Combien de temps le modèle familial japonais va-t-il encore tenir ?

Société Vie quotidienne

Au premier regard, l’institution matrimoniale, secouée par les vents du changement dans bien des pays développés, peut donner l’impression de mieux résister au Japon. À l’heure actuelle, la loi japonaise n’autorise pas le mariage entre personnes du même sexe, ni l’emploi de noms de familles différents par les conjoints. Mais la sociologue Senda Yuki pense que les signes suggérant l’approche d’un grand changement sont déjà là.

Lors d’une discussion récente que j’ai eue avec elle, une amie américaine m’a annoncé qu’un ami commun venait de se marier. « Mais n’est-il pas homosexuel ? » ai-je demandé, un tantinet surpris par la nouvelle. Quant à mon ami, c’est ma réaction qui l’a étonné. « Si bien sûr, et c’est pourquoi il a épousé un homosexuel, » m’a-t-il répondu.

Cet incident m’a permis de réaliser que, tout spécialiste de la sociologie de la famille que je suis, ma vision des choses en ce domaine reste déterminée par les idées traditionnelles japonaises. Vu les recherches que j’effectue, je connais, bien entendu, l’existence du mariage homosexuel et de l’union civile. Mais l’idée du mariage entre personnes du même sexe est si étrangère au Japon que cette éventualité ne m’est pas immédiatement venue à l’esprit en parlant avec mon ami. (Notons au passage que, bien que le mariage leur soit interdit, certains couples homosexuels recourent aux procédures d’adoption pour acquérir le statut de cohabitants.)
+ + + +
**Consignes à suivre**
A – Reproduisez à l'identique le passage de l'article sur le modèle familial japonais qui va de « Société Vie quotidienne » à « sont déjà là. ».
B – Relevez, dans l'article sur le modèle familial japonais, toutes les formes distinctes des mots construits sur « Japon », ce nom compris.
C – Rédigez la suite de l'article sur le modèle familial japonais, en commençant après sa dernière phrase.
Les entrées ne sont d'aucune utilité pour cet exercice.
+ + + +
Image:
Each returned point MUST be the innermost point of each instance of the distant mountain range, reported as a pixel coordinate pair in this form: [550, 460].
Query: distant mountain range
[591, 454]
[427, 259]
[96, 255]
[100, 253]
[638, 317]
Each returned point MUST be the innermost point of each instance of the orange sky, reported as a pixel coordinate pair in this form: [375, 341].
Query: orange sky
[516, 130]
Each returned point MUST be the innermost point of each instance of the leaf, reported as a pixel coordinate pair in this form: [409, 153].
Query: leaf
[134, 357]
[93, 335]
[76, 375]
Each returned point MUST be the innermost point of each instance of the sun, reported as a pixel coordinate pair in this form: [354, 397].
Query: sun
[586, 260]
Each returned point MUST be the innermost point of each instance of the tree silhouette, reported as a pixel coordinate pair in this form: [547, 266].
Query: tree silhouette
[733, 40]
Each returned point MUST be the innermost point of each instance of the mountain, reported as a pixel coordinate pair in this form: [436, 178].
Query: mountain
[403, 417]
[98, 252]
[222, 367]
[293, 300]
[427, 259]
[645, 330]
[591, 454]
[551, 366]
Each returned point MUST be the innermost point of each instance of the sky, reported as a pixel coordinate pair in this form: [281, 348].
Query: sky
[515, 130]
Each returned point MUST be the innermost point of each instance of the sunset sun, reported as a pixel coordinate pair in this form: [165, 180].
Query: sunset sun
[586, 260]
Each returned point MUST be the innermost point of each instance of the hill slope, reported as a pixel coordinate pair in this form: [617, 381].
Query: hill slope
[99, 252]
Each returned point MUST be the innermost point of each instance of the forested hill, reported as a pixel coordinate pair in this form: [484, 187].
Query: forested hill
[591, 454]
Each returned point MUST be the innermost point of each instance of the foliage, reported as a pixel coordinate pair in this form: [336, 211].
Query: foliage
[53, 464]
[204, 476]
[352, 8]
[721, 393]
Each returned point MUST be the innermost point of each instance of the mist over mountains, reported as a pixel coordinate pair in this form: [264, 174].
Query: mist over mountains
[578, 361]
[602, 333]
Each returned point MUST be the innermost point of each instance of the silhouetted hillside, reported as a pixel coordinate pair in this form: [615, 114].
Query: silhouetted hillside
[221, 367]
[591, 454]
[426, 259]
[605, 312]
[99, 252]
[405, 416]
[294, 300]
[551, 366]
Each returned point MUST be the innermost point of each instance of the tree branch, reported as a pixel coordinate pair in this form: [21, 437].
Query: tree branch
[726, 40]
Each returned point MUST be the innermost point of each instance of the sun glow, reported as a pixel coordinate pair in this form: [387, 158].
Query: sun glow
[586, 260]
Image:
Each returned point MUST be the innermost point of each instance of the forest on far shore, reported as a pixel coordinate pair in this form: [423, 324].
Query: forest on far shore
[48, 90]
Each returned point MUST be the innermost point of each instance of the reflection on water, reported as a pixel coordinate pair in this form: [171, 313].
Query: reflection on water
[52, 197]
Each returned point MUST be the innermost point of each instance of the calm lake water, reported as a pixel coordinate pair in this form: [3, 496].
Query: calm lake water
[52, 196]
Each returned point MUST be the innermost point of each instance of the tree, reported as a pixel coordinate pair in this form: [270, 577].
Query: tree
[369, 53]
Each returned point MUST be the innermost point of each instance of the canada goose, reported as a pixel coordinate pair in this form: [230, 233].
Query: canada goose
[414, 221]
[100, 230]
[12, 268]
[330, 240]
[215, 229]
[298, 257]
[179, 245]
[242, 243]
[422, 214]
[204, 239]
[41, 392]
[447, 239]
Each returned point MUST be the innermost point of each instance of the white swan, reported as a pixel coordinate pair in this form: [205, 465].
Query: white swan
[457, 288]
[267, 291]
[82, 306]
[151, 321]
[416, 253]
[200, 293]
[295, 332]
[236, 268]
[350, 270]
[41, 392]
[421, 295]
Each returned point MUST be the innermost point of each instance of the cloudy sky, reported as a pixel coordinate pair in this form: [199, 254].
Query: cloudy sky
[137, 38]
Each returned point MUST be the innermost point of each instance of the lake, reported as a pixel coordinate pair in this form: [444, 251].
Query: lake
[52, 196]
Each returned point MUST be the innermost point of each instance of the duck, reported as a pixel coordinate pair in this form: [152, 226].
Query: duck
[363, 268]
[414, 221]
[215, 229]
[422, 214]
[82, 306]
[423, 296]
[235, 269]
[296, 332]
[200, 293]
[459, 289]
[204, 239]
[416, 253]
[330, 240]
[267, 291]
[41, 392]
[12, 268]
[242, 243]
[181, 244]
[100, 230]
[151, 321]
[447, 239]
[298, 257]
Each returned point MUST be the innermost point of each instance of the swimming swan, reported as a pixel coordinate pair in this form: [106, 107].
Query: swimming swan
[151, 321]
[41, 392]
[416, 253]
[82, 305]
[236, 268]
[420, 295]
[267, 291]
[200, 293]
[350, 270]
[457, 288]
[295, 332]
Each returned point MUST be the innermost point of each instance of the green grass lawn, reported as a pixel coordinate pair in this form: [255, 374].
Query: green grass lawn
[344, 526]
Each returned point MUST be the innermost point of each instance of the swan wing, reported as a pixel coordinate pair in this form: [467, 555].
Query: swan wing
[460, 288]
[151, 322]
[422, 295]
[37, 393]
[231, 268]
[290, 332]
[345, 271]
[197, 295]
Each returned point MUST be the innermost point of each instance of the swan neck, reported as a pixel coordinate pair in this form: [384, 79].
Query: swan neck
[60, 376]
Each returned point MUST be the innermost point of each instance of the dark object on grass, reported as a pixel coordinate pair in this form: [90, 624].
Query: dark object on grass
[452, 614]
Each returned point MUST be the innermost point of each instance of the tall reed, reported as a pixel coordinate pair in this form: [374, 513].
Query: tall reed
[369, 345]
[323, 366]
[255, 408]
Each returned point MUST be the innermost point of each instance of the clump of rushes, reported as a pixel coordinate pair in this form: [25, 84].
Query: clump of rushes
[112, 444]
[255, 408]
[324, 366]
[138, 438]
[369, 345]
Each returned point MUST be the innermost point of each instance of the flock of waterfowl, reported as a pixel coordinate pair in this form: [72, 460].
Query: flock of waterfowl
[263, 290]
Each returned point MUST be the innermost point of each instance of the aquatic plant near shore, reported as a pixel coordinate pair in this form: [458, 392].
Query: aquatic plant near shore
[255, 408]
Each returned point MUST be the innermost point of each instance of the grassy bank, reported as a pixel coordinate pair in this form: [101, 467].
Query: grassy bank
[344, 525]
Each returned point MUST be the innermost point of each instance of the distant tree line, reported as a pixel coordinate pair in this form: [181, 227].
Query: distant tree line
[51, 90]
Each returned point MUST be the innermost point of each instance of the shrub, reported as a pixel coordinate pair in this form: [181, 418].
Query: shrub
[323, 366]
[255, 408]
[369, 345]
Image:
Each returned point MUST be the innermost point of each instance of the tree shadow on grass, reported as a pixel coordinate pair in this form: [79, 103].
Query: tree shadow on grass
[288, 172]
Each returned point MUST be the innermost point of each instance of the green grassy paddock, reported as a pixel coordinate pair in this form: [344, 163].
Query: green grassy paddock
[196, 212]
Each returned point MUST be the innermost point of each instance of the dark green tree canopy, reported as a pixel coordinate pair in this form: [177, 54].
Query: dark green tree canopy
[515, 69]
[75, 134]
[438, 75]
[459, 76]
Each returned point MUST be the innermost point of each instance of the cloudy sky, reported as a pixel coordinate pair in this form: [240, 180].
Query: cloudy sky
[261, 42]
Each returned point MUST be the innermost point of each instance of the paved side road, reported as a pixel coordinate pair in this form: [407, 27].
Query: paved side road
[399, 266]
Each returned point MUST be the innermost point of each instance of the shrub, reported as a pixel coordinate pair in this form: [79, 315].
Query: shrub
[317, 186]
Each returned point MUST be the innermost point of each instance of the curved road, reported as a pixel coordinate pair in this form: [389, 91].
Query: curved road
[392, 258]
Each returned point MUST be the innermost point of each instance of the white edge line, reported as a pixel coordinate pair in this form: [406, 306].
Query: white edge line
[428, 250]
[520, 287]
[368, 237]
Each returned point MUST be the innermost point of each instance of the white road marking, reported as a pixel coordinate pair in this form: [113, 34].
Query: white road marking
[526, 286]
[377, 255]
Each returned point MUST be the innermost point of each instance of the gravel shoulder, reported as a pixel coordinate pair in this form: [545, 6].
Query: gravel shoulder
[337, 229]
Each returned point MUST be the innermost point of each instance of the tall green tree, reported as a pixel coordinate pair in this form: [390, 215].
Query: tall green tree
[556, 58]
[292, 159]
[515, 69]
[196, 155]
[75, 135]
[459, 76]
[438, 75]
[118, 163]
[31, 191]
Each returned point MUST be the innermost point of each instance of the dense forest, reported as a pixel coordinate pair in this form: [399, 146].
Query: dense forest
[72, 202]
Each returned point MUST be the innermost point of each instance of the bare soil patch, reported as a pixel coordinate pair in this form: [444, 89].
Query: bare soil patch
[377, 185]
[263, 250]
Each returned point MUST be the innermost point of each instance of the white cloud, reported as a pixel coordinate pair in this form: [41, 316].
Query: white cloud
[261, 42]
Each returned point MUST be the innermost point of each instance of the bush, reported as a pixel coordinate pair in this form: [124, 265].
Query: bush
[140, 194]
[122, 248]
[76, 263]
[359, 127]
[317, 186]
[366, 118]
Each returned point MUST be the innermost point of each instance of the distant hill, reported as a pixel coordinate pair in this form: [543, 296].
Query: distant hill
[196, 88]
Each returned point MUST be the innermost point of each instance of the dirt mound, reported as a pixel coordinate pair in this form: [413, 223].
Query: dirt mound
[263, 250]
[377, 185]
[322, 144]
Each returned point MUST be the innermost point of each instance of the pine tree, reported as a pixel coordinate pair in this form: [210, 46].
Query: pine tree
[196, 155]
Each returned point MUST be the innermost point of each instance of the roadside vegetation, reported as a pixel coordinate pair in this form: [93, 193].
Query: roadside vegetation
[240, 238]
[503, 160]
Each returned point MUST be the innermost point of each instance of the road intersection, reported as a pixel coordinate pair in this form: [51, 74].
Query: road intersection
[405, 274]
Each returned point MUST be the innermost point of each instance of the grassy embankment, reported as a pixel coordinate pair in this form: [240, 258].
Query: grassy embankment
+ + + +
**Réponses rédigées**
A –
Société Vie quotidienne

Au premier regard, l’institution matrimoniale, secouée par les vents du changement dans bien des pays développés, peut donner l’impression de mieux résister au Japon. À l’heure actuelle, la loi japonaise n’autorise pas le mariage entre personnes du même sexe, ni l’emploi de noms de familles différents par les conjoints. Mais la sociologue Senda Yuki pense que les signes suggérant l’approche d’un grand changement sont déjà là.

B – Japon, japonais, japonaise, japonaises

C –
Le mariage est l’une des causes du déclin de la natalité au Japon

Au Japon, la famille est une institution solidement enracinée, et le mariage homosexuel n’est pas la seule variante non autorisée. Le droit interdit aussi aux conjoints de porter des noms de famille différents et, en mai dernier, le Tribunal de grande instance de Tokyo a rejeté une action intentée en vue de contester la constitutionnalité de cette disposition.

Au Japon, seuls 2 % des enfants naissent hors des liens du mariage. Ce chiffre est très faible comparé aux 50 % et plus enregistrés en France et dans les pays d’Europe du Nord, ou aux 40 % observés aux États-Unis. Outre cela, le Code civil japonais stipule que la valeur de l’héritage des enfants nés en dehors du mariage ne peut excéder la moitié de celui auquel peuvent prétendre leurs frères et sœurs nés dans le cadre du mariage.(*1)

Cette rigidité de l’institution matrimoniale a contribué au déclin du taux de natalité japonais, lequel déclin est en train de devenir un problème social de grande envergure.

Dans les années 1980, on entendait souvent l’expression « doubles revenus, pas d’enfant » (DINKs), mais en fait, très peu de couples mariés ont renoncé à avoir des enfants.(*2) L’idée qu’un couple puisse se contenter de vivre à deux n’a jamais pris au Japon. Bien au contraire, le mariage est considéré comme un arrangement dans lequel chacun renonce à nombre de privilèges, tels que la liberté de choisir ses partenaires sexuels, pour adhérer à un régime d’obligations conjugales mutuelles. Avoir des enfants est peut-être le seul privilège que le mariage puisse conférer.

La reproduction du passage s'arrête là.